▸ Exercise directions:
Print all of the rows below word for word, leaving out the pictures.
◆ ◆ ◆ ◆ ◆
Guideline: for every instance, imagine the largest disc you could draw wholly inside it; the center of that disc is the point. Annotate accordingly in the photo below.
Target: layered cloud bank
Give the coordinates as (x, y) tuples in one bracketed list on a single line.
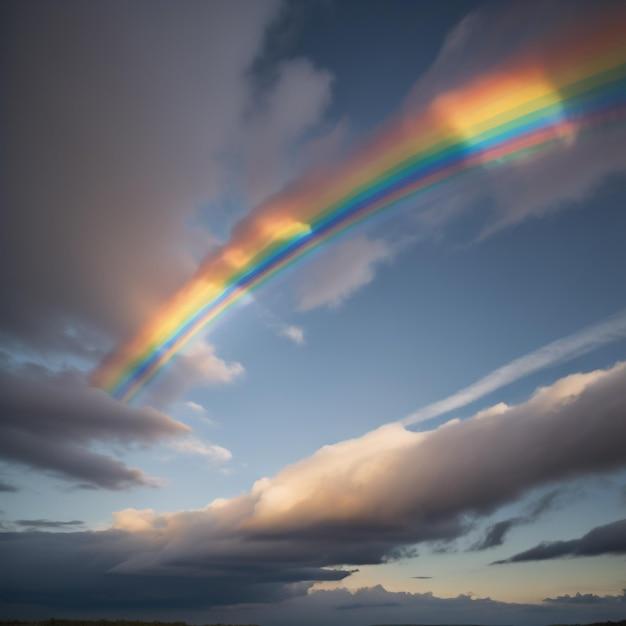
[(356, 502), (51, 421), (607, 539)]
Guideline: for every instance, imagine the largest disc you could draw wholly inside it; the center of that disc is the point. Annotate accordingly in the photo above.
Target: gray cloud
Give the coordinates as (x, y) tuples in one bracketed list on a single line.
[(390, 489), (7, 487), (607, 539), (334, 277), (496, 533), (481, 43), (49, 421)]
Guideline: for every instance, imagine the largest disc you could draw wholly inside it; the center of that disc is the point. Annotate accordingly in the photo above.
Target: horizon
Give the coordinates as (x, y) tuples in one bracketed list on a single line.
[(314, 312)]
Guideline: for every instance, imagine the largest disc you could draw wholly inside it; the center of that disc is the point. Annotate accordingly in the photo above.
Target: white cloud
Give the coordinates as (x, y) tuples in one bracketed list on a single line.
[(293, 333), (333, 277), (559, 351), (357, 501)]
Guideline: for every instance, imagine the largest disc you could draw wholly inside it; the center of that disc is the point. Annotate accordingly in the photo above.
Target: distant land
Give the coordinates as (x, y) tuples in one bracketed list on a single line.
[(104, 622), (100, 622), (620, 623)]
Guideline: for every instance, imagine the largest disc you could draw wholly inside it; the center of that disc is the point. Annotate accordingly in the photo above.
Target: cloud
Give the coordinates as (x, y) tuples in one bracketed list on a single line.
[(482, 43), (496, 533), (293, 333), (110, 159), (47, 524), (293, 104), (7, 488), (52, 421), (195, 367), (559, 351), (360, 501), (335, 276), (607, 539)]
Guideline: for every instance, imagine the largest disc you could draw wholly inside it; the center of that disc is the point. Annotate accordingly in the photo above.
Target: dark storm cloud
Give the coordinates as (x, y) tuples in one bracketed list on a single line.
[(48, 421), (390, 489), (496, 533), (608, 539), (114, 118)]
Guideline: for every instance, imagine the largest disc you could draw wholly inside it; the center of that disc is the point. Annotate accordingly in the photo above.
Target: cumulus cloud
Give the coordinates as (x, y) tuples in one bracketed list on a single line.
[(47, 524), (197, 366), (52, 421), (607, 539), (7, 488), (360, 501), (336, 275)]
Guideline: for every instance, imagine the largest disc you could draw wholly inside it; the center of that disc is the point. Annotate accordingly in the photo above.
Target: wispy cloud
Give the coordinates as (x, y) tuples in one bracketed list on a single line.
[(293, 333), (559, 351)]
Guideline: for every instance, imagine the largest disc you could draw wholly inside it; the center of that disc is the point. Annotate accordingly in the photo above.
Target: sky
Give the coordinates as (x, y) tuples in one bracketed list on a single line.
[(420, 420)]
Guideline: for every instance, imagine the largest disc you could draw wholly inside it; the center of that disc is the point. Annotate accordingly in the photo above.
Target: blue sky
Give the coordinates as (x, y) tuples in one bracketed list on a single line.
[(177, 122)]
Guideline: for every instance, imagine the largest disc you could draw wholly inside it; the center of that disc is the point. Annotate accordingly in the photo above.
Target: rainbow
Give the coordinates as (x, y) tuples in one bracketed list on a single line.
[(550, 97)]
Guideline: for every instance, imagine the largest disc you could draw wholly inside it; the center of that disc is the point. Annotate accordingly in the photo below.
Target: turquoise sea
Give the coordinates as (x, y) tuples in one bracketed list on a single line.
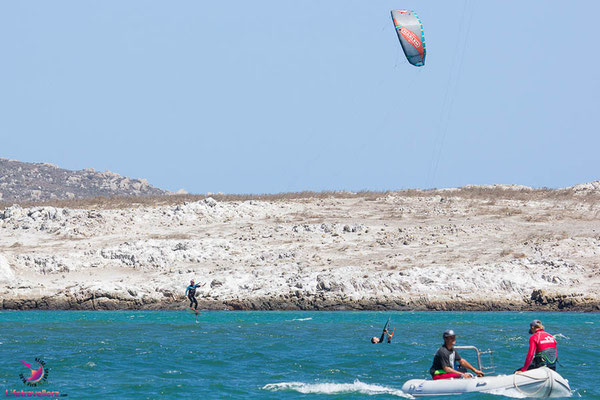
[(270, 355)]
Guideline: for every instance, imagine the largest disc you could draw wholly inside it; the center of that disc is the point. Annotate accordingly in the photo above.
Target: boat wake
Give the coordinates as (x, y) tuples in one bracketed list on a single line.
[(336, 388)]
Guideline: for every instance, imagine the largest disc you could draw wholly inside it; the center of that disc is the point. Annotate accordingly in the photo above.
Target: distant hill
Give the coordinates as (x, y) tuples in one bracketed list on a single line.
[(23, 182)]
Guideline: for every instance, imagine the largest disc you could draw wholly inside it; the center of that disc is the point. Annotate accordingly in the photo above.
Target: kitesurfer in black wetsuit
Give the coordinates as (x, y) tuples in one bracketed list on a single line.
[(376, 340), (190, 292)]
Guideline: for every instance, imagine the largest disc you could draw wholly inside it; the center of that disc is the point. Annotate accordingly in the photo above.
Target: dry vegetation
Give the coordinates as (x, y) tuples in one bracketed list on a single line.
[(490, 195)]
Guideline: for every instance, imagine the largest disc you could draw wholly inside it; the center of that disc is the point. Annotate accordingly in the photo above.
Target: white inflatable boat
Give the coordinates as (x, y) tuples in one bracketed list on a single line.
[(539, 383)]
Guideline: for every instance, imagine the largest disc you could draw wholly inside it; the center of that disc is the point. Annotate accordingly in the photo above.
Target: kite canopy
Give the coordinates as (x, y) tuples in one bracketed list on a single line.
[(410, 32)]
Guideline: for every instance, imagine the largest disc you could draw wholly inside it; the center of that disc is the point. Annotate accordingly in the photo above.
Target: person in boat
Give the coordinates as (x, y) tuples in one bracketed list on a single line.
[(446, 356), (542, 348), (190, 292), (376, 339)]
◆ ◆ ◆ ◆ ◆
▸ Response for this exercise:
Guideline: for every instance, imagine the largest disc you could draw wholly inside it; the center of that disc is the point. Annotate accordingly in the photo below.
Target: layered cloud bank
Give the coordinates as (x, y) tuples in one bracketed list on a single line.
[(356, 502), (51, 421), (607, 539)]
Guideline: for every instance, imagine the largest disc you could draw wholly inside it; the center of that disc is the point. Annotate accordingly in the photo above.
Target: gray cloud
Give the coordinates as (x, y) tuples in one bracketed list on a single line.
[(390, 489), (7, 487), (607, 539), (334, 277), (496, 533), (481, 43), (49, 421)]
Guideline: for every instance, imagine the largest disc you could draw wholly inside it; the center of that disc is the point. Annotate accordingly in the photo above.
Target: horizon
Give the coordinates as (x, y) tuples in one bracketed list on a single line.
[(314, 312)]
Guideline: for every instance, imagine the largest disc you could draw wholly inside it; the center of that disc is the point. Annotate accordingly in the photo above.
Target: white cloud
Give the coordinates as (x, y) tuples in one bracketed list on a single line.
[(293, 333), (333, 277), (559, 351), (357, 501)]
Guideline: for every instance, imagine the largest disc you could draw wholly inside it; the center of that disc is the point. Annotate accordingly in the photo above.
Target: distant land
Give the coordinates as (x, y) tuples in one bracketed list on a single line.
[(104, 622), (100, 622), (620, 623)]
Guideline: for every instance, imagine the largest disc you could draw wholly inside it; the center of that disc is the point. Annotate accordingly in the photo above.
Target: cloud
Give the coordinates as (x, y) tuples in one bracketed list on a single line.
[(482, 43), (496, 533), (293, 333), (110, 159), (47, 524), (293, 104), (7, 488), (52, 421), (195, 367), (559, 351), (360, 501), (335, 276), (607, 539)]
Guideline: for every instance, imagine the largest disc you could draw wholly inside it; the center of that disc is the point. Annotate accordingly in the photo above.
Target: dark storm cloud
Give the coordinates as (x, y) tuples in one bracketed list on a single line.
[(48, 421), (390, 489), (496, 533), (608, 539), (114, 118)]
Guideline: for every instance, imagine the largest disc you could draw wholly inside it; the center of that disc is the point. Annotate accordingly in the photo above.
Target: cumulus cloud
Give the coordinates as (x, y) tuples in one bracketed list on a single line.
[(47, 524), (197, 366), (52, 421), (607, 539), (7, 488), (360, 501), (336, 275)]
Guideline: for every instance, imagine the largest disc you could draw wholly inside it; the center of that disc is the point. Annotate accordingly in the photo above.
Target: wispy cloud
Give the coordinates as (x, y) tuples in one bracketed list on a single line.
[(293, 333), (559, 351)]
Guideline: for every instance, imagine the largest disc you could draw wholly inside it; the center of that disc is the point. Annotate accordingly in the photo above.
Target: sky
Give the coordinates as (x, y) tuples in one bracketed list on a single line.
[(420, 420)]
Guideline: for every instance, imagine the largest disc you could draw wholly inside it; the center of that disc is the point. Annotate accordingly in the photo above.
Target: blue sky
Give the coordinates as (x, y) tuples in one bracketed list on a single line.
[(177, 122)]
Guideline: for every instance, imagine the largest disc you could draw wholly inside it; the center of that disc is the point. Annotate accordingly in the photo above.
Target: rainbow
Give the coordinates as (x, y) tuples in one bracketed list on a single line.
[(550, 97)]
Guideline: for every instance, imagine the largest disc you could draw wholly inside it; the center of that disc is the point. Annotate accordingly in the photo below.
Target: turquoise sea
Give the coordinates as (x, y) tuples in one bracketed list on a single line.
[(270, 355)]
Guideline: for every instance, imagine the largest disc you could draw wholly inside it; the center of that disc is the point. Annotate accordingly in the photo above.
Target: boat wake
Give the coordinates as (x, y) tuples in one bracketed list on a single line.
[(336, 388)]
Guideline: for every instance, imagine the largest disc you could draw wholly inside it; the center of that disc is the point. Annotate accordingly in the photo above.
Target: distant hill
Give the coordinates as (x, y) tuples in one bracketed list on a single line.
[(23, 182)]
Guideline: for every instance, imagine the largest disc you could draw wholly inside it; the center of that disc is the point. Annotate accordingly in the photo above.
Target: kitesurfer in black wetsuit
Give the coordinates as (x, y) tuples in one bracketed list on a single line.
[(376, 340), (190, 292)]
Guideline: for every instance, imagine the largest disc you could draw wholly inside it; the center of that disc is the point. Annotate accordingly in the photo above.
Target: dry vegetation
Give the coordinates as (x, y) tuples in one bracketed list on a single line.
[(490, 195)]
Guideline: for every instance, imagine the largest disc you could draw wholly inside it; the center of that disc is the point. Annotate accordingly in the photo above.
Target: white inflatable boat
Give the coordinates as (x, y) tuples in one bracketed list on a single line.
[(539, 383)]
Guideline: for every instance, imagine the largest disc you could draw wholly inside it; the center of that disc is the point. Annotate accordingly in the photo above.
Target: kite canopy
Give the coordinates as (x, y) tuples in one bracketed list on a single line.
[(410, 32)]
Guideline: for every instance, imagine the largest disc you could draw wholly inside it; the center of that disc is the point. Annotate accordingly in the photo above.
Target: person in boat
Give the coordinates as (x, y) tuples in one bracketed list on a single line.
[(446, 356), (542, 348), (190, 292), (376, 339)]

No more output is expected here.